This exercise calls for an exact copy of the data below.

DATA below:

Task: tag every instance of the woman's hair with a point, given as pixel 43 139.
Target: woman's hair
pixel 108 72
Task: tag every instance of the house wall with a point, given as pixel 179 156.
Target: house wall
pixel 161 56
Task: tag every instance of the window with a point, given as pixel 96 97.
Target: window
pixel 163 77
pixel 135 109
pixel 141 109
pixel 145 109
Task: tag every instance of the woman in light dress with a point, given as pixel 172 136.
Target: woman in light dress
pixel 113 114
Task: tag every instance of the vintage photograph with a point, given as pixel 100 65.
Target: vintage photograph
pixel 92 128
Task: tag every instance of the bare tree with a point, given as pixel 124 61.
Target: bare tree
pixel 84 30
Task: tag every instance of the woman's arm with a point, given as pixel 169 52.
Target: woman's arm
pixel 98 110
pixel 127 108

End of DATA.

• _ANSWER SPACE_
Task: tag every instance of the woman's hair with a point, given as pixel 43 139.
Target: woman's hair
pixel 108 72
Task: tag every instance of the house wall with a point, given as pixel 179 156.
Target: house wall
pixel 161 56
Task: tag every instance of the window with a point, given as pixel 96 97.
Target: window
pixel 163 77
pixel 135 109
pixel 141 109
pixel 145 109
Task: tag every instance of the woman in light dress with a point, given as pixel 172 136.
Target: woman in light dress
pixel 113 114
Task: tag every instance of the vintage photograph with a point, given as pixel 100 65.
Target: vintage photograph
pixel 92 128
Task: tag every instance of the bare tree with a point, given as pixel 124 61.
Target: bare tree
pixel 84 30
Task: tag every instance of the woman's arm with a point, given as pixel 169 52.
Target: woman's arm
pixel 98 110
pixel 127 108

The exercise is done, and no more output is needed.